WHAT YOU ARE ASKED TO DO:
Set down the entire blog post below, word for word, starting with its title line.

## start TEXT EXCERPT

April being the cruelest month, etcetera

It's been almost a year since he dumped me.

*gingerly pokes wounds*

Nope, still fresh. Scabbed a little, maybe. Nowhere near healed. Whatever battle I was supposed to fight, whatever test the universe was giving me, I lost. Too weak to survive one stupid breakup intact.

And I'm a stupid donkey for having my first LJ post in foreverandaday be emo.* It's not like there isn't other stuff I keep meaning to post. Like postmortems on the LARPs I ran, or the tabletop game that's been brewing in my head, or the quiz that told me I was Chip Delaney. But I have a splitting headache, and feel like I'm going to throw up, and have just realized that I've been walking around with a dead spot in place of my heart for a year.

I'm going to take my painkillers and my antidepressant and go the fuck to sleep now. I had better feel better in the morning.

## end TEXT EXCERPT
## start DATASET CONTENT

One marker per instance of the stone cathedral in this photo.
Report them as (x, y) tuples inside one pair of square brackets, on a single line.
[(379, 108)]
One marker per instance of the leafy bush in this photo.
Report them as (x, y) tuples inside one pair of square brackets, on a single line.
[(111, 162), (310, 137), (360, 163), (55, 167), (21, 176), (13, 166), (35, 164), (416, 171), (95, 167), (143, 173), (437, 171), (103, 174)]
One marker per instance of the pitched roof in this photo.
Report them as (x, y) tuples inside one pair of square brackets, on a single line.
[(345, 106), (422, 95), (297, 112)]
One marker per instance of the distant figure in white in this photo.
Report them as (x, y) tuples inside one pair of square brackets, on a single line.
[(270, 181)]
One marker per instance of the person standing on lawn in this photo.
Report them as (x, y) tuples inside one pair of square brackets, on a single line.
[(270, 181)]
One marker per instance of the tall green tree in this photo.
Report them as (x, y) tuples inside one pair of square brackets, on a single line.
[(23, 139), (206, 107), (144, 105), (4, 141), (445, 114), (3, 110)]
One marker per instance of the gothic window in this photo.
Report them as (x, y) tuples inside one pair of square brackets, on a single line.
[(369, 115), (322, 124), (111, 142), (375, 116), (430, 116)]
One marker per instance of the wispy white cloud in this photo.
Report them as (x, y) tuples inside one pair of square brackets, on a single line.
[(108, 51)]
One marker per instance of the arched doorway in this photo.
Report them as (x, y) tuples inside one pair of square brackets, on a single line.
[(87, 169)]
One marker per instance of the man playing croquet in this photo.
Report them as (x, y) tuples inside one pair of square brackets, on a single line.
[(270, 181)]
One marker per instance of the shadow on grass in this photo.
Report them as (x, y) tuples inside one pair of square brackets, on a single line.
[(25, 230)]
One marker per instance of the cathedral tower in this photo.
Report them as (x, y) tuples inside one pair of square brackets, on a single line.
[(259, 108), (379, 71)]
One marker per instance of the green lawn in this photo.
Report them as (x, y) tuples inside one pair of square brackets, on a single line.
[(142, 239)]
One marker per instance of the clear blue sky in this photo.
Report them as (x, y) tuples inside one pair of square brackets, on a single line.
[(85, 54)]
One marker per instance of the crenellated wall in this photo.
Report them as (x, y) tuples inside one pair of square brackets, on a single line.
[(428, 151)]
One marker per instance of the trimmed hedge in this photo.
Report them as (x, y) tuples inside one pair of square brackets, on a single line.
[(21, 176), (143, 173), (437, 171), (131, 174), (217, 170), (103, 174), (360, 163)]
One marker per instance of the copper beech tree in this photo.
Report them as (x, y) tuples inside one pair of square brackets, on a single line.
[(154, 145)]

## end DATASET CONTENT

ANSWER TO THIS TASK:
April being the cruelest month, etcetera

It's been almost a year since he dumped me.

*gingerly pokes wounds*

Nope, still fresh. Scabbed a little, maybe. Nowhere near healed. Whatever battle I was supposed to fight, whatever test the universe was giving me, I lost. Too weak to survive one stupid breakup intact.

And I'm a stupid donkey for having my first LJ post in foreverandaday be emo.* It's not like there isn't other stuff I keep meaning to post. Like postmortems on the LARPs I ran, or the tabletop game that's been brewing in my head, or the quiz that told me I was Chip Delaney. But I have a splitting headache, and feel like I'm going to throw up, and have just realized that I've been walking around with a dead spot in place of my heart for a year.

I'm going to take my painkillers and my antidepressant and go the fuck to sleep now. I had better feel better in the morning.